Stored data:
------------------------------------

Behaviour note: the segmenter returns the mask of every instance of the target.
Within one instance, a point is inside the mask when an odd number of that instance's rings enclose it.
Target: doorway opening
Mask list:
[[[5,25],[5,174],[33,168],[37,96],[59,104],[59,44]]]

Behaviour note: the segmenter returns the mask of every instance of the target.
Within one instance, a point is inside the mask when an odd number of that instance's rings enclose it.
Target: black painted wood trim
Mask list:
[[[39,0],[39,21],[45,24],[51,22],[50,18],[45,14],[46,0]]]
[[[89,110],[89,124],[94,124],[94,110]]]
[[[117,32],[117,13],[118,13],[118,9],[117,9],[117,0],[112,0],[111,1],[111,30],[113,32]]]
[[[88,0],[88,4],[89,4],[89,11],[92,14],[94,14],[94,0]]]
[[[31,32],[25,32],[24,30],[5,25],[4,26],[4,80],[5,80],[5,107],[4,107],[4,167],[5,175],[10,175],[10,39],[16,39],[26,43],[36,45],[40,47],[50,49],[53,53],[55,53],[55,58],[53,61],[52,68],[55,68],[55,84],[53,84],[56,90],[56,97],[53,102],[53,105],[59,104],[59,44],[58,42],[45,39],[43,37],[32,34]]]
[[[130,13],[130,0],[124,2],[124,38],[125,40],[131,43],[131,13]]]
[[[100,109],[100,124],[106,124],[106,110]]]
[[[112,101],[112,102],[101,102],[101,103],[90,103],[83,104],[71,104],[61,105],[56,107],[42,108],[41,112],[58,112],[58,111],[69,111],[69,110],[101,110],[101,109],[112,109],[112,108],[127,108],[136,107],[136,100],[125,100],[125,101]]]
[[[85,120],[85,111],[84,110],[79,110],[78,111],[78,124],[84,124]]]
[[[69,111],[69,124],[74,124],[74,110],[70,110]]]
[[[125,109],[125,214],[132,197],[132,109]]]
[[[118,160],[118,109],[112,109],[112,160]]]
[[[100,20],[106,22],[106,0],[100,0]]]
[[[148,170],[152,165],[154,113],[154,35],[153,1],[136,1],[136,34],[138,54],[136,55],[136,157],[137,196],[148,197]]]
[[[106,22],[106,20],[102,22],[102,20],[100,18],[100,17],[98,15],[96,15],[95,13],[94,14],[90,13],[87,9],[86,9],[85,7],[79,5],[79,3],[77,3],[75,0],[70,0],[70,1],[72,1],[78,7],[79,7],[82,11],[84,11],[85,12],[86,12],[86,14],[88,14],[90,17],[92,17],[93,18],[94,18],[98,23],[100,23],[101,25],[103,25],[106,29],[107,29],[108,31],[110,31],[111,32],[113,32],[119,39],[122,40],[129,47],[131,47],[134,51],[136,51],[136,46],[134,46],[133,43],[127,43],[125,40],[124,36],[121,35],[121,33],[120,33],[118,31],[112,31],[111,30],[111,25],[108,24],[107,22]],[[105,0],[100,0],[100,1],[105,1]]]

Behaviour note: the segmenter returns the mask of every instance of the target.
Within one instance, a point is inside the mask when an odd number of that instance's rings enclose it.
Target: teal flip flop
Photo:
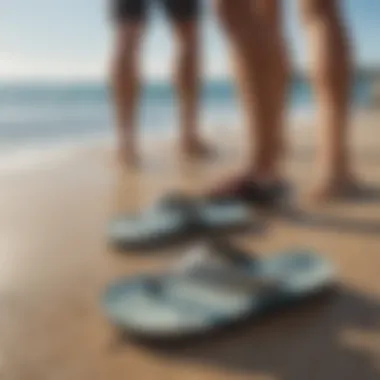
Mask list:
[[[148,341],[202,336],[332,287],[322,256],[289,250],[250,257],[227,243],[194,247],[171,270],[122,278],[102,299],[109,321]]]
[[[157,249],[198,236],[248,228],[252,211],[240,201],[172,195],[109,223],[108,239],[122,250]]]

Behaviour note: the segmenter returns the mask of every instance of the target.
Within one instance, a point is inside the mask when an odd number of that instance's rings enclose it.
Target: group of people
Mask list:
[[[112,82],[120,159],[138,159],[136,104],[139,51],[153,0],[111,0],[115,21]],[[199,134],[199,20],[201,0],[155,0],[167,13],[177,44],[175,83],[180,106],[180,142],[189,157],[209,147]],[[310,81],[317,107],[316,200],[357,187],[348,151],[352,50],[339,0],[297,0],[308,42]],[[213,0],[224,30],[236,85],[251,139],[245,172],[235,173],[211,193],[249,202],[282,195],[284,122],[291,68],[283,34],[282,0]],[[255,144],[254,144],[255,142]]]

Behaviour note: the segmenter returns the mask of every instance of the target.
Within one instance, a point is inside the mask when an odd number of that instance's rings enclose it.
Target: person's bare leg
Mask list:
[[[313,198],[344,195],[353,186],[348,152],[352,63],[338,0],[299,0],[311,55],[320,140]]]
[[[277,138],[276,151],[279,160],[286,149],[285,122],[286,122],[286,99],[289,82],[289,61],[284,36],[283,26],[283,1],[282,0],[258,0],[258,10],[263,22],[268,24],[270,39],[273,47],[273,60],[271,67],[271,98],[272,110],[277,115]]]
[[[182,152],[189,157],[208,152],[199,136],[200,49],[199,25],[196,20],[173,24],[176,37],[175,83],[180,108]]]
[[[276,180],[281,175],[279,118],[273,110],[271,85],[276,54],[268,23],[259,12],[257,0],[217,0],[216,4],[230,43],[250,132],[249,175],[256,181]]]
[[[123,165],[134,165],[138,158],[136,114],[139,98],[138,53],[142,25],[121,24],[116,29],[112,62],[112,87],[116,110],[118,155]]]

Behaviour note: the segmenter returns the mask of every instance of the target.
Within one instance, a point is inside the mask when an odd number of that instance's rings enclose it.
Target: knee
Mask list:
[[[338,16],[338,0],[299,0],[301,19],[310,23]]]

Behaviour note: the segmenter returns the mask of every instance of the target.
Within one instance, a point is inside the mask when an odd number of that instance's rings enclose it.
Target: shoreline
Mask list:
[[[380,120],[380,110],[356,110],[352,115],[354,128],[365,128],[378,124]],[[309,135],[315,130],[312,115],[304,117],[290,117],[287,122],[287,130],[290,137],[298,139],[299,135]],[[209,124],[203,127],[204,135],[210,141],[217,140],[220,131],[228,135],[244,133],[244,128],[230,124],[215,125]],[[296,133],[297,132],[297,133]],[[176,135],[173,131],[142,131],[143,150],[151,150],[154,144],[165,144],[175,141]],[[60,159],[65,159],[71,153],[78,153],[81,150],[102,150],[111,151],[116,144],[112,132],[97,133],[91,136],[80,138],[65,138],[57,140],[41,140],[25,144],[2,144],[0,152],[0,175],[12,170],[28,170],[38,167],[44,163],[50,163]]]
[[[99,298],[120,276],[167,268],[183,247],[117,254],[107,244],[107,224],[172,189],[196,193],[236,170],[246,144],[242,128],[215,134],[220,156],[203,163],[181,160],[171,141],[155,141],[144,145],[144,163],[134,171],[119,170],[111,151],[86,144],[62,156],[57,150],[34,167],[24,160],[25,170],[0,169],[1,375],[305,380],[310,358],[317,358],[312,379],[378,379],[380,118],[361,120],[352,131],[353,158],[373,198],[313,208],[300,197],[301,218],[268,215],[267,231],[234,236],[260,255],[292,247],[320,253],[338,265],[336,294],[175,351],[152,352],[121,340],[102,315]],[[301,192],[314,179],[311,131],[293,133],[286,162],[289,179]]]

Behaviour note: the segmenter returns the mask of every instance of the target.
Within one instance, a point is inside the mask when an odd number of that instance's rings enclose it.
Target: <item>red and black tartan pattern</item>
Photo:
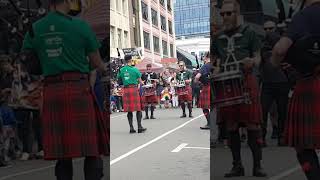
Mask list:
[[[292,147],[320,148],[320,80],[298,81],[289,102],[285,143]]]
[[[227,124],[240,123],[242,125],[262,123],[259,86],[256,77],[247,74],[244,79],[244,86],[249,90],[251,104],[239,104],[219,108],[217,123],[224,121],[227,121]]]
[[[134,112],[141,111],[142,99],[138,87],[125,87],[122,96],[123,111]]]
[[[198,107],[210,109],[210,85],[204,85],[200,92]]]
[[[192,88],[191,86],[186,86],[186,89],[188,94],[178,96],[179,104],[183,102],[192,102]]]
[[[44,159],[109,155],[109,115],[99,110],[88,79],[48,82],[43,98]]]

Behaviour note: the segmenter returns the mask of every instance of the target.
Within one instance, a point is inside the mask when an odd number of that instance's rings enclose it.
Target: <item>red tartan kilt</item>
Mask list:
[[[153,96],[143,96],[143,104],[147,106],[148,104],[158,104],[158,97],[156,95]]]
[[[125,87],[122,96],[123,111],[124,112],[134,112],[141,111],[142,99],[140,97],[138,87]]]
[[[259,86],[254,75],[246,75],[244,86],[249,89],[251,104],[239,104],[222,107],[217,113],[217,123],[261,124],[262,110],[259,99]]]
[[[88,79],[45,83],[42,115],[44,159],[109,154],[109,115],[99,110]]]
[[[202,109],[210,109],[210,85],[202,87],[198,107]]]
[[[289,102],[285,143],[292,147],[320,148],[320,80],[298,81]]]
[[[179,95],[178,100],[179,102],[192,102],[192,88],[191,86],[186,86],[186,89],[188,91],[188,94],[185,95]]]

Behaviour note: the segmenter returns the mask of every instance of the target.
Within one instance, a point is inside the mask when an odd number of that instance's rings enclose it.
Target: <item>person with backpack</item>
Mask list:
[[[308,180],[320,179],[320,0],[303,0],[285,37],[275,45],[272,64],[301,74],[289,103],[284,142],[294,147]]]

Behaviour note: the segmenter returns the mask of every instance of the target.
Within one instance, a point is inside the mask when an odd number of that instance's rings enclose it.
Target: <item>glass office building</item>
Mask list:
[[[175,0],[176,37],[209,36],[210,1]]]

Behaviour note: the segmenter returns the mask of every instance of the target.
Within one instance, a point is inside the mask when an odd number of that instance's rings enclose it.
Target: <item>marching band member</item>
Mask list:
[[[100,180],[101,155],[109,155],[109,134],[90,88],[89,73],[90,64],[100,72],[107,68],[90,26],[68,16],[70,1],[51,0],[50,10],[32,25],[23,42],[23,50],[39,58],[44,76],[44,159],[57,160],[57,180],[71,180],[72,159],[85,157],[85,179]]]
[[[141,119],[141,97],[139,93],[139,83],[143,84],[141,80],[140,71],[133,66],[132,56],[126,55],[124,57],[127,65],[122,67],[117,76],[118,79],[121,79],[124,85],[123,92],[123,111],[128,112],[127,117],[130,126],[130,133],[136,133],[136,130],[133,128],[133,112],[136,111],[136,118],[138,123],[138,133],[143,133],[147,129],[142,127]]]
[[[189,117],[193,117],[192,116],[192,88],[190,86],[191,81],[192,81],[192,73],[185,70],[186,65],[183,61],[179,62],[179,68],[180,68],[180,71],[176,75],[176,80],[177,80],[178,84],[182,85],[182,87],[183,87],[182,91],[187,92],[187,93],[181,95],[180,94],[181,92],[179,92],[179,90],[177,91],[177,93],[179,95],[178,96],[179,104],[182,109],[182,116],[180,116],[180,118],[187,117],[185,103],[188,104]]]
[[[156,94],[156,83],[159,82],[158,81],[158,77],[157,74],[155,72],[152,72],[152,65],[151,64],[147,64],[147,72],[142,74],[142,81],[144,82],[144,85],[151,85],[152,87],[150,87],[151,90],[154,90],[154,94],[153,95],[144,95],[144,110],[146,113],[146,116],[144,117],[144,119],[149,119],[149,113],[148,113],[148,109],[149,109],[149,105],[150,105],[150,112],[151,112],[151,116],[150,119],[156,119],[153,115],[154,109],[156,107],[156,104],[158,103],[158,98],[157,98],[157,94]],[[144,89],[146,90],[146,89]]]
[[[244,176],[240,153],[240,126],[247,127],[248,145],[253,155],[253,176],[265,177],[267,175],[260,162],[262,160],[262,118],[259,89],[256,77],[252,73],[253,68],[260,63],[260,41],[253,30],[241,24],[240,7],[237,2],[224,2],[220,15],[223,18],[224,29],[212,41],[217,60],[222,65],[228,58],[233,58],[234,61],[240,61],[243,64],[244,86],[250,89],[251,100],[250,104],[219,108],[218,120],[226,122],[229,148],[233,157],[233,168],[225,174],[225,177]]]
[[[210,129],[210,82],[209,82],[209,74],[212,71],[212,64],[210,63],[210,54],[207,53],[204,59],[204,65],[201,67],[199,73],[195,77],[195,82],[199,81],[202,84],[202,88],[200,90],[200,98],[198,107],[202,108],[203,114],[207,119],[207,124],[200,129]]]
[[[304,9],[293,17],[286,36],[282,37],[274,46],[271,62],[276,67],[280,67],[284,57],[289,56],[290,58],[287,59],[289,63],[300,62],[300,67],[314,68],[306,69],[310,76],[296,82],[289,103],[284,141],[285,144],[295,148],[297,159],[307,179],[316,180],[320,179],[319,158],[315,151],[320,148],[320,68],[319,56],[309,53],[319,52],[320,0],[306,0],[304,2]],[[315,40],[315,42],[305,42],[304,39],[307,41]],[[306,44],[310,44],[312,47],[306,46]],[[291,47],[299,48],[291,49]],[[313,59],[314,57],[316,59]],[[318,63],[314,65],[312,62]],[[288,64],[284,63],[282,66],[287,68]],[[294,68],[298,70],[299,67]]]

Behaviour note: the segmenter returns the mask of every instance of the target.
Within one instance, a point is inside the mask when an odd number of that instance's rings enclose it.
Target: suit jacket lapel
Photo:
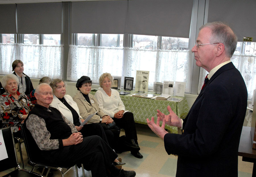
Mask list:
[[[206,87],[207,86],[210,85],[211,84],[211,83],[213,81],[216,77],[218,76],[221,73],[222,73],[222,72],[224,72],[225,71],[227,71],[227,70],[228,70],[229,69],[230,69],[233,68],[235,67],[235,66],[234,66],[234,64],[233,64],[232,62],[230,62],[226,64],[225,65],[223,66],[222,67],[221,67],[220,68],[218,69],[216,72],[215,72],[211,78],[211,79],[209,80],[209,81],[207,82],[205,86],[205,87]],[[200,93],[199,94],[199,95],[197,96],[197,97],[196,98],[196,101],[195,101],[194,104],[193,104],[193,105],[192,105],[192,107],[193,107],[194,105],[196,103],[198,100],[199,98],[202,96],[202,95],[204,94],[204,91],[205,90],[205,88],[204,89],[203,89],[200,92]],[[188,115],[187,115],[187,116],[186,117],[186,118],[188,117],[188,116],[189,115],[189,113],[190,113],[190,111],[191,111],[191,109],[189,110],[189,111],[188,111]]]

------------------------------------

**PROMPT**
Reproduce the data from its first line through the line containing "[[[5,25],[5,174],[33,168],[37,96],[59,104],[59,44]]]", substituting "archway opening" for "doorway opening" and leaving everything else unchanged. Give only those lines.

**SOLUTION FOR THIS PROBLEM**
Behaviour note: the segmenter returns the mask of every instance of the target.
Within one instance, a point is inside the mask when an odd number of that instance's rings enclose it.
Target: archway opening
Mask list:
[[[5,25],[5,174],[33,168],[37,96],[59,104],[59,44]]]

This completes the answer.